Task statement: Output the line with "warehouse building with a single point per instance." and every line below it until the listing ends, exactly as written and with nothing added.

◇ ◇ ◇

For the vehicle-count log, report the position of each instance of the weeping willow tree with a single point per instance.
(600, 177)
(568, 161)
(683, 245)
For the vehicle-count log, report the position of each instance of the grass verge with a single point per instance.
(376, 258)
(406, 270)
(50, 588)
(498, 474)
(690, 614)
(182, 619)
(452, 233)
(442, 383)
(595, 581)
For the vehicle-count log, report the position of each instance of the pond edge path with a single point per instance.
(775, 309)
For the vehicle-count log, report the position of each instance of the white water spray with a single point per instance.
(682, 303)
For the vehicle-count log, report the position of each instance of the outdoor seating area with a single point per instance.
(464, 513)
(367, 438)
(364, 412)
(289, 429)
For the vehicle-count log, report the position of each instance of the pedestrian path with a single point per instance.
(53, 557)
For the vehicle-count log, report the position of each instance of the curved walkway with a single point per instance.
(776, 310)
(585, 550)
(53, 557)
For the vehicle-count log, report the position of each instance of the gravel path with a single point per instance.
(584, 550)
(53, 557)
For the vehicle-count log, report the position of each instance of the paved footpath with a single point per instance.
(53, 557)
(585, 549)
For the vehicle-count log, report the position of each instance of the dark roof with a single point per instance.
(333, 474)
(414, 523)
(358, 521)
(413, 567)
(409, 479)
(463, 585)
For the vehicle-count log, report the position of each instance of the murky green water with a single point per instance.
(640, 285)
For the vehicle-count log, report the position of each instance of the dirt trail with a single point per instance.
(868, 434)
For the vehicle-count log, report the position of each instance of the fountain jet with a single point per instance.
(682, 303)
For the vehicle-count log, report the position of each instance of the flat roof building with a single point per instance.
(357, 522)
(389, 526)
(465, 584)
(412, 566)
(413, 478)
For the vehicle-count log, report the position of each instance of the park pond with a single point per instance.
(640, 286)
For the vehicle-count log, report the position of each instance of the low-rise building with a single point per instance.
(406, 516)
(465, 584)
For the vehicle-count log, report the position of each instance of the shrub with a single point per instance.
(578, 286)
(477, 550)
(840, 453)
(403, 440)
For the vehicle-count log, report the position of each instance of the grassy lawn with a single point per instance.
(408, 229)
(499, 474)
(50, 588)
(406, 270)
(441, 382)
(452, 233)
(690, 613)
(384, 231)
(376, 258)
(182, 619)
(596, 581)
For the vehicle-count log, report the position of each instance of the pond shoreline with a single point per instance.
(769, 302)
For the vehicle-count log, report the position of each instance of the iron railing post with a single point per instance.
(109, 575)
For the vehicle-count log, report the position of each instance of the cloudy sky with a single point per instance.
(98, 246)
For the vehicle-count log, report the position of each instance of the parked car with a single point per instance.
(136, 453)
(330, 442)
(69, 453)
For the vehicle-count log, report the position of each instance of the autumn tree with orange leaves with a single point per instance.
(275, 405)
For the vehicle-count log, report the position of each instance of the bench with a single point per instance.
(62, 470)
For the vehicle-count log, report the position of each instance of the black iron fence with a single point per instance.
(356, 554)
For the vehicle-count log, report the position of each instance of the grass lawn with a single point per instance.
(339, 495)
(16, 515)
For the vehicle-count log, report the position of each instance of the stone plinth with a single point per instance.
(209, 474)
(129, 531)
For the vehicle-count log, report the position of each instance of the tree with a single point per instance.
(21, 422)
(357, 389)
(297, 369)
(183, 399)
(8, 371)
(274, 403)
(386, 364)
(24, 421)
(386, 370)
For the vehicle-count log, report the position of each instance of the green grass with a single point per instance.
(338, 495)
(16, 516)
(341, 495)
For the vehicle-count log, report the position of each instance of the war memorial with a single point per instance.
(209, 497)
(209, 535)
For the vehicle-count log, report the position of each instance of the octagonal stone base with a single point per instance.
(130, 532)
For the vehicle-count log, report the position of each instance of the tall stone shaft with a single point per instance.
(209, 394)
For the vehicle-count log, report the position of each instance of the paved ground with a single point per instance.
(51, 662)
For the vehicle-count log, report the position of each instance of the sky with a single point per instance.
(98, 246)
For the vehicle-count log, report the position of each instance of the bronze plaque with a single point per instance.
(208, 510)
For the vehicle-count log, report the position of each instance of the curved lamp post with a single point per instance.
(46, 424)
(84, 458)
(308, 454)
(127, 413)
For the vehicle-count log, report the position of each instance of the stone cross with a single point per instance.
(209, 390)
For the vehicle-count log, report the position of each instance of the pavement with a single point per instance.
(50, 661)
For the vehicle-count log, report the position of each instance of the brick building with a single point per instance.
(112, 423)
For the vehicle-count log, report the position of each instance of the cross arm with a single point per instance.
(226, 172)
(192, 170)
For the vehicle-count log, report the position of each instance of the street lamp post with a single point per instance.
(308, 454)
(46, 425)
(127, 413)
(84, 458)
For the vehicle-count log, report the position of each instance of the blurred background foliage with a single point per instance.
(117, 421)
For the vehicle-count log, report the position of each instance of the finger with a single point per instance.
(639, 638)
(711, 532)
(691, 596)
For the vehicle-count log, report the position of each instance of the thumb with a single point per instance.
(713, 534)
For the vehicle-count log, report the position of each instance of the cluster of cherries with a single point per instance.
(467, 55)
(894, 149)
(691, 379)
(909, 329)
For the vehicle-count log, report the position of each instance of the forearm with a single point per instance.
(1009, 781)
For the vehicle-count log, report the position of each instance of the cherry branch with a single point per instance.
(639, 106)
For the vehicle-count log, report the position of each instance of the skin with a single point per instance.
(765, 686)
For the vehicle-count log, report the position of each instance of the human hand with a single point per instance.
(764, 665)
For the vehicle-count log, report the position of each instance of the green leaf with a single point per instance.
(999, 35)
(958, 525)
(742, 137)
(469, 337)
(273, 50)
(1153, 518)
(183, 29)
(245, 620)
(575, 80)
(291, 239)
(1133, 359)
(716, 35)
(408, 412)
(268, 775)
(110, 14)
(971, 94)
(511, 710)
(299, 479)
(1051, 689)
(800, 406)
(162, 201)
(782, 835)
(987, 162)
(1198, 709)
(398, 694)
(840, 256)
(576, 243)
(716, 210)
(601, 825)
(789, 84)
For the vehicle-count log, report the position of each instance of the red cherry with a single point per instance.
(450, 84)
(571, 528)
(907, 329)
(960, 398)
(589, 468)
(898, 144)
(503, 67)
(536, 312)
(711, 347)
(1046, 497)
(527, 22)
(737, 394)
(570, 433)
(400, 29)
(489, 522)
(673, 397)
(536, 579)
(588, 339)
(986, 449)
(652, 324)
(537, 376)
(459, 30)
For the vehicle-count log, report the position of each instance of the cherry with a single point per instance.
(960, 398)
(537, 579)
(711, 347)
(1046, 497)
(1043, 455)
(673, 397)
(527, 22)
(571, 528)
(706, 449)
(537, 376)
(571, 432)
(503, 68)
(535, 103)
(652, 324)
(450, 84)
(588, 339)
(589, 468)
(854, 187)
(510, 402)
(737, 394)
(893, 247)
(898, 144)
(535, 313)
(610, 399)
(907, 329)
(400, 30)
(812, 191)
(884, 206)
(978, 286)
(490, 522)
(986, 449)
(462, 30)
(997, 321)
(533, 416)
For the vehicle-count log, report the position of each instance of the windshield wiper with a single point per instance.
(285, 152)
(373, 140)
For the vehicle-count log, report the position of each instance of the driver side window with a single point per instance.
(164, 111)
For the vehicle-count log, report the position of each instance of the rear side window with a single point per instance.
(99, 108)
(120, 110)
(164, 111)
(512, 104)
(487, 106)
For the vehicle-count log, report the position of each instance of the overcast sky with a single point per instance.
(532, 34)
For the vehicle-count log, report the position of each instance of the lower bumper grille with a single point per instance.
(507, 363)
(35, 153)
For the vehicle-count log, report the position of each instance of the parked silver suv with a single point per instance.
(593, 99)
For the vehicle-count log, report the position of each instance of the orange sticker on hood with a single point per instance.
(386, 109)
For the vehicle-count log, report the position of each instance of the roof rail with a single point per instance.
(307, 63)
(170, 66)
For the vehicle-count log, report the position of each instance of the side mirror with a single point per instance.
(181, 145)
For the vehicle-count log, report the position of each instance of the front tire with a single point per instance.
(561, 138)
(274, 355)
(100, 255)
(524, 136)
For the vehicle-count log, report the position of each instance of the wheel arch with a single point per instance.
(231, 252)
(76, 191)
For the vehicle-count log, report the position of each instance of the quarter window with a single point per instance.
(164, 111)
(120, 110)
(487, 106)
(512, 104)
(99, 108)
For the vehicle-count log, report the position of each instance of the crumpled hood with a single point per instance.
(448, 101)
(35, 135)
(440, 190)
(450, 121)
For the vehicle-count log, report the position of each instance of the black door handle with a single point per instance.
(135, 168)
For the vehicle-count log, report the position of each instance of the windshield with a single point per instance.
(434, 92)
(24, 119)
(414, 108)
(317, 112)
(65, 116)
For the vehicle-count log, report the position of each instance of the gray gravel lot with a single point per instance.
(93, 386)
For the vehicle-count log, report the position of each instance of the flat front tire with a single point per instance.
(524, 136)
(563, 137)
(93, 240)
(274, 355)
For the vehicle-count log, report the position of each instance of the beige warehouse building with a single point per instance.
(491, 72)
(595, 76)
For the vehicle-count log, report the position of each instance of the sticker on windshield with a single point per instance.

◇ ◇ ◇

Solution:
For the vehicle-count log, report the position of each instance of the beige warehouse building with a single point per instance.
(491, 72)
(595, 76)
For the vehicle-count log, report the position of each instance of the sticker on windshield with a single point per instance.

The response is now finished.